AIM: Rewrite the data below as a numbered list, from the line that contains "If you could indicate the white wall shelf" to the line that contains "point(596, 444)", including both lines, leaving out blank lines, and covering nothing else.

GIVEN ENTRIES:
<<<<
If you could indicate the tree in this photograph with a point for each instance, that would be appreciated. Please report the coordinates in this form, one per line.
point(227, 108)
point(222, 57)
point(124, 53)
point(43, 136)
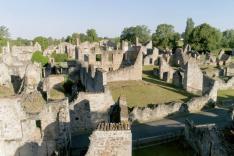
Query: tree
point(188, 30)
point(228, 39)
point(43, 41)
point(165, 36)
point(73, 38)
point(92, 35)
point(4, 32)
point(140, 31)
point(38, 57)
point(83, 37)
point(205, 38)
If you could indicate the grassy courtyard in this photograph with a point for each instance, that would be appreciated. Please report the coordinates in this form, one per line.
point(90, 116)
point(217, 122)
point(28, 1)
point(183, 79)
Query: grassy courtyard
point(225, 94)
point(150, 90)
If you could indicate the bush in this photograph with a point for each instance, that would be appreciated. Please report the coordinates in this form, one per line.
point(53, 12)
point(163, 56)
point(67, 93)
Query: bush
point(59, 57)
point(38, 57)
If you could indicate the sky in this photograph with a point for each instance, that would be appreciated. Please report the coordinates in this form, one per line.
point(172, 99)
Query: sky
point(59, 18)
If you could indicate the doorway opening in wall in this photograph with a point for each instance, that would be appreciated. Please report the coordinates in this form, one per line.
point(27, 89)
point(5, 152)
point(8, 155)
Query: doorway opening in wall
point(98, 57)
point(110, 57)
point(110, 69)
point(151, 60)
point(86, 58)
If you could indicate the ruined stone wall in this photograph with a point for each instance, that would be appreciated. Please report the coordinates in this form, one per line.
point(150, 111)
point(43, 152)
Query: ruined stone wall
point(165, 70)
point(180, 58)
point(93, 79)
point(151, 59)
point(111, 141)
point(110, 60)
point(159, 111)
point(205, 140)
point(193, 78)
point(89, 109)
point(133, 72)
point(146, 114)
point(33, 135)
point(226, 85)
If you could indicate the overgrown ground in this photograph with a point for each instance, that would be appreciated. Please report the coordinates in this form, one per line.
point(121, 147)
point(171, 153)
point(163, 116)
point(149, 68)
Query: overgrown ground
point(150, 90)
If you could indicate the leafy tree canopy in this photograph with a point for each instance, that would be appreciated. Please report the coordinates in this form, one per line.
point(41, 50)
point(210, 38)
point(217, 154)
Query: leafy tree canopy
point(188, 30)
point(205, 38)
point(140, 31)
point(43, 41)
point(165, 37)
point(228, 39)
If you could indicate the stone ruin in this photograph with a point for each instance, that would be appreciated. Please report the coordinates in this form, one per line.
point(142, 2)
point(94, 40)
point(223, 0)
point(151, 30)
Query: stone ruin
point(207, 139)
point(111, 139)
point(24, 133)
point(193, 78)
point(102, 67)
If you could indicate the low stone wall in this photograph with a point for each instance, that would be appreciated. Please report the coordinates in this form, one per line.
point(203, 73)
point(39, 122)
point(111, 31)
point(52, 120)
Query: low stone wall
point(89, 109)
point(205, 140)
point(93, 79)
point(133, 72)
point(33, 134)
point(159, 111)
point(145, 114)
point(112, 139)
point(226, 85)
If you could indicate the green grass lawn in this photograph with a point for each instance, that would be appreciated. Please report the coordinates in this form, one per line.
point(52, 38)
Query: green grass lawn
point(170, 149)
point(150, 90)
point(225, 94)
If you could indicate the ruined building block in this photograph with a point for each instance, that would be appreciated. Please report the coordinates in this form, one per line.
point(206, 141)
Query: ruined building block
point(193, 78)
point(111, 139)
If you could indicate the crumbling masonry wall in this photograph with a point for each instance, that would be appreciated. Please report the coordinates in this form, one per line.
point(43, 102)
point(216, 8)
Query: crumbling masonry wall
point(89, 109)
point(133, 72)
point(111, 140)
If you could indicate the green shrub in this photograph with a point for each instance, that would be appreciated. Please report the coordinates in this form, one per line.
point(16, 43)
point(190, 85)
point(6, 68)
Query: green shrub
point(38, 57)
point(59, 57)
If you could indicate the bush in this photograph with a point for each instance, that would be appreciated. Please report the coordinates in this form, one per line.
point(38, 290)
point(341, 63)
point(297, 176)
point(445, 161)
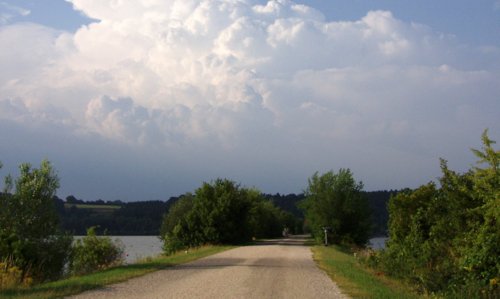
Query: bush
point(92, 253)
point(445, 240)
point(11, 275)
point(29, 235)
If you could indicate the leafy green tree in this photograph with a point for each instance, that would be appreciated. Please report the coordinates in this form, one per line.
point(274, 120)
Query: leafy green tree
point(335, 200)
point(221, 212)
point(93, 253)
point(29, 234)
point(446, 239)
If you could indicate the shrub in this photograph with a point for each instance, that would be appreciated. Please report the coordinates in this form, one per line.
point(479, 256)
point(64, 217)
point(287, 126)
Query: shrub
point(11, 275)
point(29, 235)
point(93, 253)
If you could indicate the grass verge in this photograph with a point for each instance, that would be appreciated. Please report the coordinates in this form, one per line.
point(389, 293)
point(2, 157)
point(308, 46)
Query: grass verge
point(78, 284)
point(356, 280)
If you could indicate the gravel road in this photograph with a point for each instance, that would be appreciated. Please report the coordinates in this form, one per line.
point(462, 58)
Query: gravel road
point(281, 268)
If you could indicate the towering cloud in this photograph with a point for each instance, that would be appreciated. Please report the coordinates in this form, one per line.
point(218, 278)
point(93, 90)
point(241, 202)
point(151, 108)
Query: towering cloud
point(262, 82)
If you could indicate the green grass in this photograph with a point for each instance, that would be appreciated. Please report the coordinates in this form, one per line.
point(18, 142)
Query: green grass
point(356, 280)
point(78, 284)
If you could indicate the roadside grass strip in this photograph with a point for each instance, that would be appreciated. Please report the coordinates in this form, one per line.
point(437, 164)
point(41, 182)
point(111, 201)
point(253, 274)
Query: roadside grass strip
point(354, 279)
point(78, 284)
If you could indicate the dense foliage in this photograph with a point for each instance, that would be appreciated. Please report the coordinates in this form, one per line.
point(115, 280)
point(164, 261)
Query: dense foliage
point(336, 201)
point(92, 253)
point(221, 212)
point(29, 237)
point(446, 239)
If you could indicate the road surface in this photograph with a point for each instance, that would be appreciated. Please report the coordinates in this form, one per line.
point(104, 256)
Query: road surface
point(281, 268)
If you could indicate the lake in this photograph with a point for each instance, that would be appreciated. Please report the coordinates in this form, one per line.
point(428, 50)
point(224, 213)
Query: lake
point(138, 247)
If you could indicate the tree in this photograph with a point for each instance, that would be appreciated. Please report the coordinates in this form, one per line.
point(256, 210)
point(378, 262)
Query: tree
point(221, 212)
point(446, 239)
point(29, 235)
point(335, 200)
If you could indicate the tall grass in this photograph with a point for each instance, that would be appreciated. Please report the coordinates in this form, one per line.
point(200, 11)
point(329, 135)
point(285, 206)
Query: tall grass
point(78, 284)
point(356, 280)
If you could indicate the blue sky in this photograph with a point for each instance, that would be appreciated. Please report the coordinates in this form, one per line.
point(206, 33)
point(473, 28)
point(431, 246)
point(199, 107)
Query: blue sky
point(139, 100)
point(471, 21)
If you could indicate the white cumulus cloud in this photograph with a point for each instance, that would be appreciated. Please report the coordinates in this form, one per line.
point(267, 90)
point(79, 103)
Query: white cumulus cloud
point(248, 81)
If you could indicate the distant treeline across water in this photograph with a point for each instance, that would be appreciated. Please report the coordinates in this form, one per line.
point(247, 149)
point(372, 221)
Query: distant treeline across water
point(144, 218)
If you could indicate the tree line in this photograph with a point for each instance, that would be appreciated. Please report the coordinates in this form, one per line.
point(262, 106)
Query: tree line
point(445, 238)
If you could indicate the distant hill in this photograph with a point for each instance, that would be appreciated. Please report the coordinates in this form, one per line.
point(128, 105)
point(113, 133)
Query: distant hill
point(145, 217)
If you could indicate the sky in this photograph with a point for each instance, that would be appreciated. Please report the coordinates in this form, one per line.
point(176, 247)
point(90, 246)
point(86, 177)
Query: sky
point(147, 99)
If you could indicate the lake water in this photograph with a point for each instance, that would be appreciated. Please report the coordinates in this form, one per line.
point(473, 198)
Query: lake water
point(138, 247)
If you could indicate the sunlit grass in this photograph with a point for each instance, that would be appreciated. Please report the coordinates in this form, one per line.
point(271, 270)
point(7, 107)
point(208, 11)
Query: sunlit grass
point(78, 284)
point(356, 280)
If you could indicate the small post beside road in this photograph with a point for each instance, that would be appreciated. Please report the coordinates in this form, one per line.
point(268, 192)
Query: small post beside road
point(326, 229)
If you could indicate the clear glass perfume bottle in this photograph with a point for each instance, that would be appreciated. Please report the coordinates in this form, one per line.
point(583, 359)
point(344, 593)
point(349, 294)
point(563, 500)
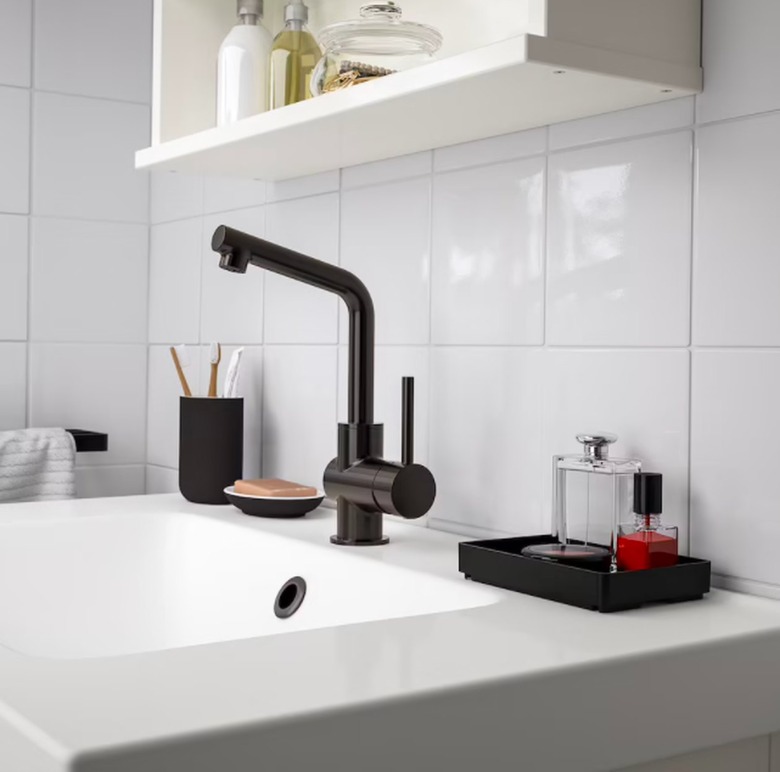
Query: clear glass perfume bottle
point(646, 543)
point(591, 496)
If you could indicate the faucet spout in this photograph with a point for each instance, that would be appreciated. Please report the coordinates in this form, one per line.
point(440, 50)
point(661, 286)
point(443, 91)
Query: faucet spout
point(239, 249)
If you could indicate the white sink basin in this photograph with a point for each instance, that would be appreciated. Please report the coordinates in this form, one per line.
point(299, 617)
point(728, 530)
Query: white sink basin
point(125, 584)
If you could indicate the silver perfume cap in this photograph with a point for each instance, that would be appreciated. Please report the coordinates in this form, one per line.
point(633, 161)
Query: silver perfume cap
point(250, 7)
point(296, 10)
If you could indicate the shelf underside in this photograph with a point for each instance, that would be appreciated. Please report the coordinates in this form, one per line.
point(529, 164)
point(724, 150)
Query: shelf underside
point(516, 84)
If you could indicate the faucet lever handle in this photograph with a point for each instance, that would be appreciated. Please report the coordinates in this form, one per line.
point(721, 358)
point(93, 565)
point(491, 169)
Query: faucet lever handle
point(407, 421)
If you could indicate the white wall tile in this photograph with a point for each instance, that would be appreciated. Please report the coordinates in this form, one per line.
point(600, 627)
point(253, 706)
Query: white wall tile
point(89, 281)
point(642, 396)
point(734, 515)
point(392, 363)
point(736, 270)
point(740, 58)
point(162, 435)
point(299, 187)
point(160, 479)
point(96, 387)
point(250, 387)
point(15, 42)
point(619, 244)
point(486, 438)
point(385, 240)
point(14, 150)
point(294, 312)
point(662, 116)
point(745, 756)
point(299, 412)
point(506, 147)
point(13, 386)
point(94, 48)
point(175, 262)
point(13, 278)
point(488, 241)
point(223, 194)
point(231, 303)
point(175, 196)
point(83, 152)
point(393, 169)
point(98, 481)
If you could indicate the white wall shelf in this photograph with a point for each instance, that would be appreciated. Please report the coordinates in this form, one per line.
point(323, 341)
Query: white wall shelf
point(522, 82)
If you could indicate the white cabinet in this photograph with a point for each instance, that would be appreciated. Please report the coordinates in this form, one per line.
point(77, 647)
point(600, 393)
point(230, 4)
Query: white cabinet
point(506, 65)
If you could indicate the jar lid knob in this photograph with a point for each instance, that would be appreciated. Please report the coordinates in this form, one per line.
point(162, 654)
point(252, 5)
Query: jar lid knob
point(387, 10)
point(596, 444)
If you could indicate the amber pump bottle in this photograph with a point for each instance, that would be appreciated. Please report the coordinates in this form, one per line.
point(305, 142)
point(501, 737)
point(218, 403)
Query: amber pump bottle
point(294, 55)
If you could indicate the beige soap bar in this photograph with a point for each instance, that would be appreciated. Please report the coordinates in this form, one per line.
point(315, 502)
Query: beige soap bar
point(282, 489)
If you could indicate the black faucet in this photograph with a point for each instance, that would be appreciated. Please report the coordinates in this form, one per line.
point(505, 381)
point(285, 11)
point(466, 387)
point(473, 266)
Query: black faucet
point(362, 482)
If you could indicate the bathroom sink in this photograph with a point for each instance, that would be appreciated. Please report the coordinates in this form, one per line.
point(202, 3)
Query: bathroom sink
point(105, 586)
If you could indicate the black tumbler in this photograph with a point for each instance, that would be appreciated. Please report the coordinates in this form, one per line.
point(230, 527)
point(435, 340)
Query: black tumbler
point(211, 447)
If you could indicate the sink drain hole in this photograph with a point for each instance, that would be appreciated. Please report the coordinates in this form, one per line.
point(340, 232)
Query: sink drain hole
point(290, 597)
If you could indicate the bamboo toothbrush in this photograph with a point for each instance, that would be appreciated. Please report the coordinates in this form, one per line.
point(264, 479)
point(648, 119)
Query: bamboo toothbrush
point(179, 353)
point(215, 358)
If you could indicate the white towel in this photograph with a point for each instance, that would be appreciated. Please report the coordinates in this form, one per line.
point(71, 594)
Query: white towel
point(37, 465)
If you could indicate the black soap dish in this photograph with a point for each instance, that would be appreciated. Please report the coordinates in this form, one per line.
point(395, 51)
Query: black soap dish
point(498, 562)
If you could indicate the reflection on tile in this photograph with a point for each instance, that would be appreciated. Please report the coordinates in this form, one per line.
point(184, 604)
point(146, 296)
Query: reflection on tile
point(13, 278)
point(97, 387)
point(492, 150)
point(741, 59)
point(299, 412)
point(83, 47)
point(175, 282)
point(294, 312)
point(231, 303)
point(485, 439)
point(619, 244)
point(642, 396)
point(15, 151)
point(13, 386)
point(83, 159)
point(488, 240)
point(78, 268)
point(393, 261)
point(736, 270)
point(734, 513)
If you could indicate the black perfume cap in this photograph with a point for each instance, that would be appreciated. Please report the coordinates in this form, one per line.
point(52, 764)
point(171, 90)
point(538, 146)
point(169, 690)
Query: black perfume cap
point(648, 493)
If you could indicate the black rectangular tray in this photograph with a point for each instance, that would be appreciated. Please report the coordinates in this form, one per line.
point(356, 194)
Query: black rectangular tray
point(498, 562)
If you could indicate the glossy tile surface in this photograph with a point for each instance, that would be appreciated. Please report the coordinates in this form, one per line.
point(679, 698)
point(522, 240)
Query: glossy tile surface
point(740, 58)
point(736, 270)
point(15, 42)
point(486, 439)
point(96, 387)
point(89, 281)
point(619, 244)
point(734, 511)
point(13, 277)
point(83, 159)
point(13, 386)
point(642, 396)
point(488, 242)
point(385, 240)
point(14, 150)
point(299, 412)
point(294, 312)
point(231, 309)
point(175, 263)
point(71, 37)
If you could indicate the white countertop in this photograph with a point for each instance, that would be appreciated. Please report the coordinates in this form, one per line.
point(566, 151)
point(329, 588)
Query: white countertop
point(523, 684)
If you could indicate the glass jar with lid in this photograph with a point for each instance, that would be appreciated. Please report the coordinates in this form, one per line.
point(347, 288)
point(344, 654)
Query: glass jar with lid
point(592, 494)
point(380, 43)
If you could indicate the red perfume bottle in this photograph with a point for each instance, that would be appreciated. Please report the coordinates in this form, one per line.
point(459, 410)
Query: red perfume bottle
>>>>
RESPONSE BELOW:
1. If you could indicate the white wall shelf in this photograph with a point for each instance, that would be appreciated. Please report the coordinates in this form, one per line.
2. point(323, 341)
3. Query: white wall shelf
4. point(522, 82)
5. If you could indicate the white cabinet in this photograph with a point for each instance, that would be appreciated. Please report the coordinates in this form, one per line.
6. point(77, 647)
7. point(600, 393)
8. point(230, 4)
9. Query: white cabinet
10. point(506, 65)
11. If you could indicate the jar lid knob in this photograph with a point for each instance, that would be appreciated. Please report the coordinates in this form, one per line.
12. point(162, 654)
13. point(252, 5)
14. Query: jar lid knob
15. point(387, 10)
16. point(596, 444)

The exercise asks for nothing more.